## Exercise requirements
The listing below has to be output exactly as given, less its pictures.

## Input records
----
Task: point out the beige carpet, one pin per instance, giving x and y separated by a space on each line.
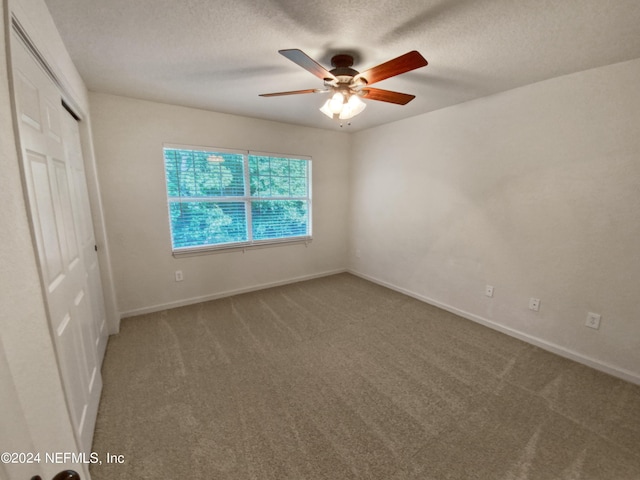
338 378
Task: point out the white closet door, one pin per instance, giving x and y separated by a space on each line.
54 177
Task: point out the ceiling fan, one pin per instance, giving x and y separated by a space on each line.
347 86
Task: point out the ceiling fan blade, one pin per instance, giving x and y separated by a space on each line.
402 64
305 61
293 92
387 96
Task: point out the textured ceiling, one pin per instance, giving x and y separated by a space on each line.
220 54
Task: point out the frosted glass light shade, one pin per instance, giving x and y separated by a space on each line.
352 108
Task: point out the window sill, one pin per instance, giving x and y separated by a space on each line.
207 250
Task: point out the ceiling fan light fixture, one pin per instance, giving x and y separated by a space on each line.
336 103
353 107
326 110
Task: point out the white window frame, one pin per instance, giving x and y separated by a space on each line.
247 199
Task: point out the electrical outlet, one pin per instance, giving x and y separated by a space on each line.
593 320
534 304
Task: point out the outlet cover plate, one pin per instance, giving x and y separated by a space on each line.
593 320
534 304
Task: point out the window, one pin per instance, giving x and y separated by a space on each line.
228 198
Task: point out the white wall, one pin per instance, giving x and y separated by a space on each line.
535 191
128 138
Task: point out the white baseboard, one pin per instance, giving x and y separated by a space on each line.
613 370
228 293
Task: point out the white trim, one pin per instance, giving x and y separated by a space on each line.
228 293
605 367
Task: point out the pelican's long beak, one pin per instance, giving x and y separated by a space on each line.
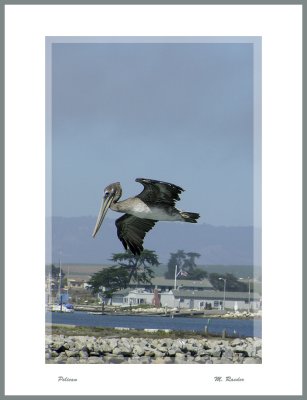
106 202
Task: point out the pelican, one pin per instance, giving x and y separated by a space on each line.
155 203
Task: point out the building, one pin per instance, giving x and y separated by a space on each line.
189 299
165 285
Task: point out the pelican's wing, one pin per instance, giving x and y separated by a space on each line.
159 192
132 230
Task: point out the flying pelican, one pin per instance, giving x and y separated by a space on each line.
155 203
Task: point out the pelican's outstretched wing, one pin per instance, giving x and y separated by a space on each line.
132 230
159 192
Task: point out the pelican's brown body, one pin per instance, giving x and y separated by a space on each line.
155 203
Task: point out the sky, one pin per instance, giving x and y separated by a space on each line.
176 112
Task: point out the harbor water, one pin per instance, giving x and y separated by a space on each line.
233 327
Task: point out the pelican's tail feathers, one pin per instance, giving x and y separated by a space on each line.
189 217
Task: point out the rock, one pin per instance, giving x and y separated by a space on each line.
138 350
227 353
216 351
72 353
180 357
83 354
236 342
94 360
251 360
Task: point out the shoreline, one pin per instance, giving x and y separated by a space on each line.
148 348
169 312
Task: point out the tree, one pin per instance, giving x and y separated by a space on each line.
139 267
189 262
185 262
55 274
178 259
232 283
112 278
197 274
128 266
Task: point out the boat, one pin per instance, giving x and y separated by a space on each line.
62 308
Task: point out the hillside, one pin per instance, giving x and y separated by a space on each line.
72 238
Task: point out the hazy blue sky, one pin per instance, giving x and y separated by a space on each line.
178 112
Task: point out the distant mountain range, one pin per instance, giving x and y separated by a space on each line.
72 242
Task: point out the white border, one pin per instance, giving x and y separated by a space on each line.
281 30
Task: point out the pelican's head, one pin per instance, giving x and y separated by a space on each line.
112 193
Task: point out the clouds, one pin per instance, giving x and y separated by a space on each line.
173 111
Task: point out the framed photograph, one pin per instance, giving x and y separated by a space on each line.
152 177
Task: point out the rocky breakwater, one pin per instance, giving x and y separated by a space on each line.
91 350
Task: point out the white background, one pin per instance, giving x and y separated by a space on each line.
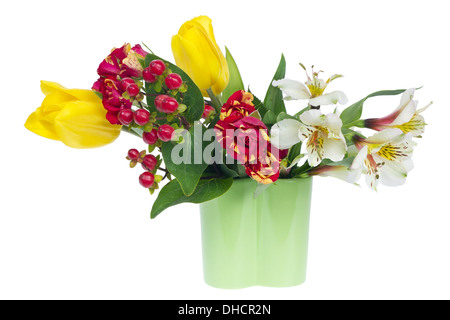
74 224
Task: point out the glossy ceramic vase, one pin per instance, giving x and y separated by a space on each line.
257 242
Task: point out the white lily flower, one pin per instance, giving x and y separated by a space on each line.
385 157
322 133
312 91
406 117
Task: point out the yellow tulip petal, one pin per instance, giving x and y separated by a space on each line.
197 57
205 23
83 95
83 125
48 87
41 127
197 53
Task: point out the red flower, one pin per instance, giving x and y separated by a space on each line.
120 63
238 106
267 169
244 139
123 61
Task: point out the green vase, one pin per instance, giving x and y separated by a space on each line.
263 241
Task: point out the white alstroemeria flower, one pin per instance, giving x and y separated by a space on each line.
406 117
322 133
385 157
313 91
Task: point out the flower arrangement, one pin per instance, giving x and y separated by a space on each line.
203 128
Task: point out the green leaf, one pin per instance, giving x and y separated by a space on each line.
274 97
172 194
259 106
270 118
228 171
189 171
192 98
354 112
235 82
348 134
294 152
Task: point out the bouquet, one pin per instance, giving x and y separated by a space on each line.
203 128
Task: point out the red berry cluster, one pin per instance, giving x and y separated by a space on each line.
124 82
148 179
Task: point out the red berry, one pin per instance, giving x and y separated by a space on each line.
133 154
148 76
165 132
133 90
207 111
149 162
173 81
150 137
126 82
146 179
141 116
169 105
166 104
126 116
158 101
157 67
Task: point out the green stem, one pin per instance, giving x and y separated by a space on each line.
127 130
215 100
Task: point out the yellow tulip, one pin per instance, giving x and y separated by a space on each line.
196 52
74 116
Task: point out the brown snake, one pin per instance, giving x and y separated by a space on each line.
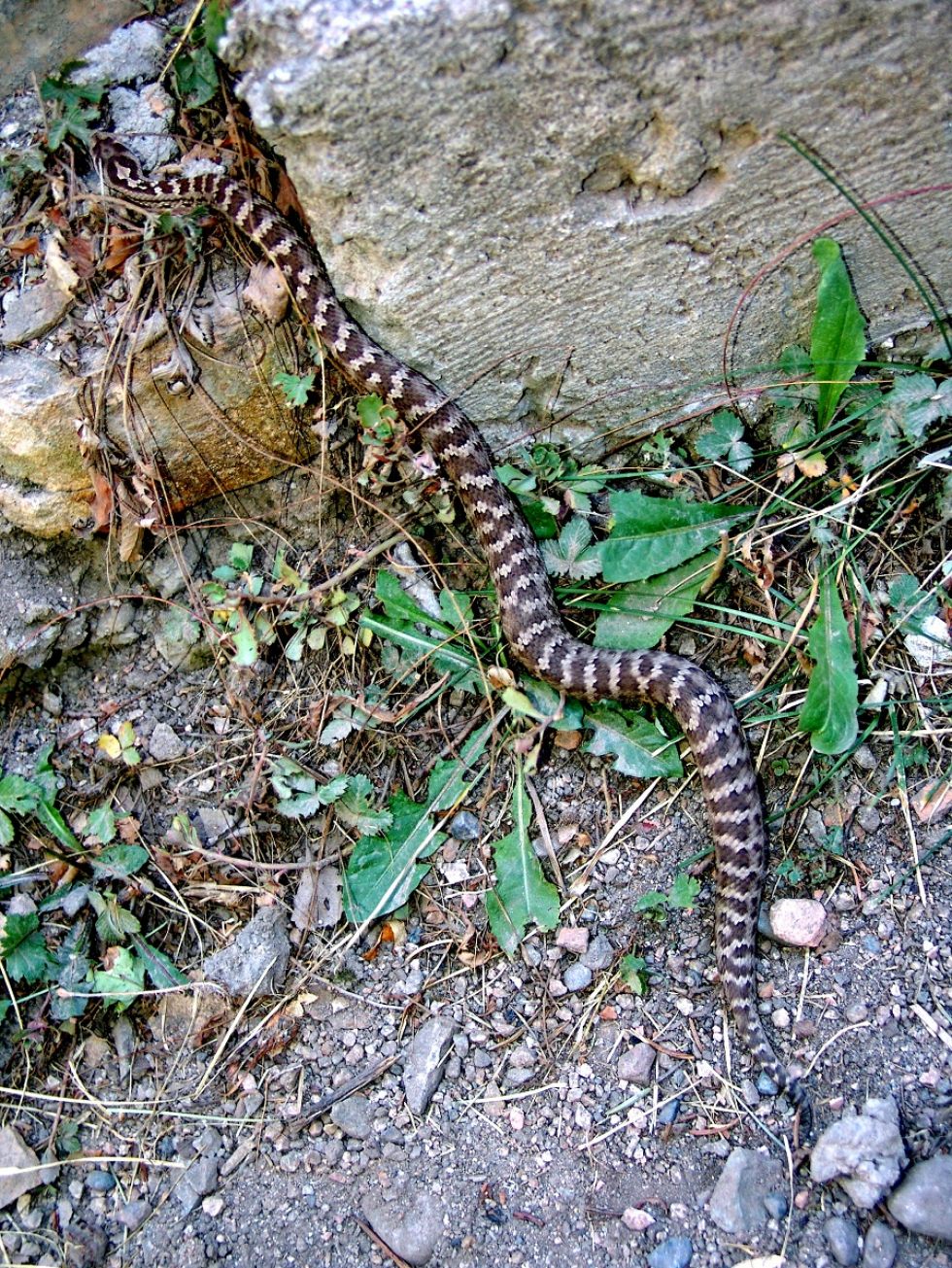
530 619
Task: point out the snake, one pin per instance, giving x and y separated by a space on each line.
531 623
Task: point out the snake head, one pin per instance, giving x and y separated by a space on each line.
115 162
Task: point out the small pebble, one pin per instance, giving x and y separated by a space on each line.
843 1239
577 977
673 1252
878 1246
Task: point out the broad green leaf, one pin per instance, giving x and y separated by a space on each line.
684 892
383 872
638 747
119 861
838 335
636 616
444 657
632 970
654 534
245 641
23 948
161 970
521 893
17 794
123 983
833 695
554 707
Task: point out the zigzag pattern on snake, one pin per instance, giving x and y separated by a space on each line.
530 619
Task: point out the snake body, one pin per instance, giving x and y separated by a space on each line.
534 629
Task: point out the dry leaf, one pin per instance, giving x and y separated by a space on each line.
266 291
58 269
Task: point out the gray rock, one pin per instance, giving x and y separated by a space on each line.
358 99
16 1152
738 1202
260 951
636 1063
410 1221
464 826
132 52
672 1252
354 1116
425 1064
196 1182
878 1246
163 744
32 312
133 1214
923 1201
577 977
599 954
864 1151
843 1239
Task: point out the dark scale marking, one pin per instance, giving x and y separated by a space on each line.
530 619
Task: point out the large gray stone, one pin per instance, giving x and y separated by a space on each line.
566 200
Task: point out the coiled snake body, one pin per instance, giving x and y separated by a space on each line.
530 618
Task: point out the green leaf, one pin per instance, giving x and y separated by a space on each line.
830 711
123 983
684 892
636 616
23 948
723 441
357 806
838 335
639 749
521 892
632 970
245 641
161 970
17 794
654 534
573 556
119 861
295 387
383 872
102 824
----
## Solution
Task: point out the beige carpet, one pin per instance, giving x and y separated by a space on each line.
338 378
Task: point out the white closet door, one pin per instance, giving x and y separated by a space on each line.
54 177
Task: point out the ceiling fan, one pin per instance, giving x and y separated by a space on each line.
347 86
Task: point out the ceiling fan blade, one pin per instance, giving x and y separated by a space on each line.
402 64
305 61
293 92
387 96
Task: point out the textured ceiling, one pin per instance, giving x and y separated by a space on each line.
220 54
Task: point out the frosted glass light shade, one pin per instance, giving x and y separated by a space on each line.
352 108
Task: point out the window sill, one pin per instance, giving x and y separated by a space on each line.
207 250
Task: point out the ceiling fan light fixture, one pin per instance, giving x and y separated by a space on each line.
336 103
353 107
326 110
Task: point out the white window frame, one pin per instance, giving x and y separated by a space on each line.
247 199
Task: point out the electrical outlet, one pin per instance, giving x and y separated by a space on each line.
593 320
534 304
Task: point out the outlet cover plate, one pin per instance, giving x and y separated by a space on each line.
593 320
534 304
Task: point out the window, one pin per instance, giving x and y separated by a space on each line.
228 198
Task: point out the white wall, one pin per instance, giving x and y separated by a space on each line.
535 191
128 138
Task: point out the white baseboard, one pin per instance, giving x and y separated by a space on each line.
613 370
228 293
Task: point out the white trim, one pin per instance, giving x and y separated by a space on each line.
228 293
605 367
Task: point out the pelican's long beak, one pin per instance, giving x and y separated by a space on each line.
106 202
Task: point out the pelican, one pin per instance, giving x and y separated by a space on each line.
155 203
Task: point out the building, one pin per instance, giving x and y separated by a space on each line.
189 299
165 285
Task: point out the pelican's wing, one pin per instance, giving x and y separated by a space on each line.
159 192
132 230
Task: point out the flying pelican, one pin per instance, giving x and y separated by a space on each line.
155 203
Task: point out the pelican's outstretched wing, one pin per instance, giving x and y separated by a space on each line.
132 230
159 192
Task: point out the pelican's brown body, one pin per instance, giving x and y separated by a space on each line.
155 203
Task: point out the sky, one pin per instance, giving x and y separated by a space on each line.
176 112
Task: point out the harbor water, one pin per instance, giving x and y separated by a space on each line.
233 327
Task: point out the pelican's tail feathers, one pin per instance, giving x and y separated by a space on each line.
189 217
Task: point out the rock, one pin per instance, giving x and y separated by a space on each line.
138 350
227 353
216 351
72 353
180 357
83 354
236 342
94 360
251 360
Task: point out the shoreline, one pin per instance, giving x and y separated by a space on each line.
148 348
169 312
Task: point out the tree, one pin per instance, giving x and y separated by a space on each line.
139 267
189 262
185 262
55 274
178 259
232 283
112 278
197 274
128 266
Task: point out the boat, one pin per instance, giving x and y separated by a space on each line.
62 308
Task: point out the hillside, one pin per instance, giving x and y separated by a space on each line.
72 238
Task: point out the hazy blue sky, one pin per instance, giving x and y separated by a space on each line.
178 112
Task: point out the distant mountain range, one pin per instance, giving x and y separated by a space on each line.
72 242
Task: point out the white border, one pin per instance, giving x and y separated by a space on each line.
281 30
Task: point out the pelican's head, one pin per instance, giving x and y separated by a space on each line.
112 193
Task: point out the clouds, one pin per instance, giving x and y separated by a space on each line.
173 111
Task: point out the framed photograph, one pin per instance, giving x and y separated by a space on each line.
152 177
Task: point out the rocky breakwater, one pin per instance, giving x and y separated by a space on each line.
91 350
Task: point out the white background, one pin per instance, giving x and y separated by a space on each line.
74 224
Task: point out the glossy ceramic vase, one pin per instance, giving x and y separated by a space on each line.
257 242
Task: point out the white lily flower, one pin per instance, giving x and y separated by a space on each line.
385 157
322 133
312 91
406 117
Task: point out the yellow tulip petal, one pin per instance, giving x and y separated by a space on each line.
197 57
205 23
83 95
83 125
48 87
41 127
197 53
Task: point out the red flower, one pin per instance, giving x and y separated by a space on each line.
120 63
238 106
267 169
244 139
123 61
Task: point out the green vase, one pin per instance, giving x and y separated by a space on each line.
263 241
Task: point out the white alstroemeria flower, one pin per instance, giving x and y separated by a space on each line.
406 117
322 133
385 157
313 91
Task: point out the flower arrangement, one pin per instance, giving x and y separated by a space on each line.
203 128
Task: point out the green leaf, one pin per instance, giving x and y separated by a space on each line.
274 97
172 194
259 106
270 118
228 171
189 171
192 98
354 112
235 82
348 134
294 152
Task: point out the bouquet, one pin per instance, giving x and y separated by a space on each line.
203 128
Task: point out the red berry cluster, one pin per instance, giving x and y separated by a space on each line.
124 82
148 179
Task: point out the red berry, one pin per instance, giving x and y separated by a space on each line.
133 154
148 76
165 132
133 90
207 111
149 162
173 81
150 137
126 82
146 179
141 116
169 105
166 104
126 116
158 101
157 67
Task: point out the green stem, one pin per instance, giving x and y separated by a space on each line.
127 130
215 100
Task: point out the yellow tulip, one pin per instance, giving x and y separated by a space on each line.
196 52
74 116
Task: point out the brown snake, one pin per instance, giving x and y separated by a space on each line.
530 619
Task: point out the snake, one pin per instance, giving x and y separated by a space on each line.
531 623
Task: point out the snake head, one pin per instance, giving x and y separated by a space on each line.
115 162
Task: point out the small pebble, one pin per instance, giving x and y separated by a space on each line.
843 1239
577 977
673 1252
878 1246
Task: point out the broad green leaf, one pin per instance, giving x and y separated by a space on each line.
684 892
383 872
638 747
119 861
838 335
636 616
444 657
632 970
654 534
245 641
23 948
161 970
521 893
17 794
123 983
833 695
554 707
Task: point out the zigzag pattern on snake, one pin per instance, giving x and y separated by a space on each line.
530 619
Task: point out the snake body, one pin per instance, giving x and y separated by a space on each line.
534 629
Task: point out the dry leaf, one pin per instance, giving x and y separated by a space on each line.
266 291
58 269
Task: point out the gray rock, one pin per instance, giving x and y separated by a space on each line.
358 99
16 1152
738 1202
260 951
636 1063
410 1221
464 826
132 52
672 1252
354 1116
425 1064
196 1182
878 1246
163 744
32 312
133 1214
923 1201
577 977
599 954
864 1151
843 1239
Task: point out the dark scale marking, one pin per instance, giving x and y separated by a space on each line.
530 619
Task: point out the large gray stone, one pin per instance, giving x and y separated by a space on each line.
566 200
Task: point out the coiled snake body, one pin per instance, giving x and y separated by a space on each line.
530 618
Task: point out the green leaf, one pin per instance, giving x and y separated by a space on each line.
830 711
123 983
684 892
636 616
23 948
723 441
357 806
838 335
639 749
521 892
632 970
245 641
161 970
17 794
654 534
573 556
119 861
295 387
383 872
102 824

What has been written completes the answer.